→ Work order
Every line below must be reproduced exactly; no pictures are to be included.

· · · · · · ·

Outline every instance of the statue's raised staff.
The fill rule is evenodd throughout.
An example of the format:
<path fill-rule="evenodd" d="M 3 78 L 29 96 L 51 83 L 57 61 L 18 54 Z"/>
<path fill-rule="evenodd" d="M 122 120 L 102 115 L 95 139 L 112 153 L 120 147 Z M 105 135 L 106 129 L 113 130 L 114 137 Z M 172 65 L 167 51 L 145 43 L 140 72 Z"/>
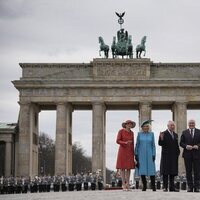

· · · · · · ·

→ Reply to the task
Outline every instance of the statue's raised staff.
The fill rule is evenodd throughout.
An example of the format:
<path fill-rule="evenodd" d="M 3 78 L 29 96 L 51 83 L 57 61 L 18 54 Z"/>
<path fill-rule="evenodd" d="M 122 120 L 102 115 L 95 139 L 112 153 L 120 147 Z M 105 135 L 106 129 L 113 130 L 114 137 Z M 172 65 L 167 51 L 145 43 L 140 72 Z"/>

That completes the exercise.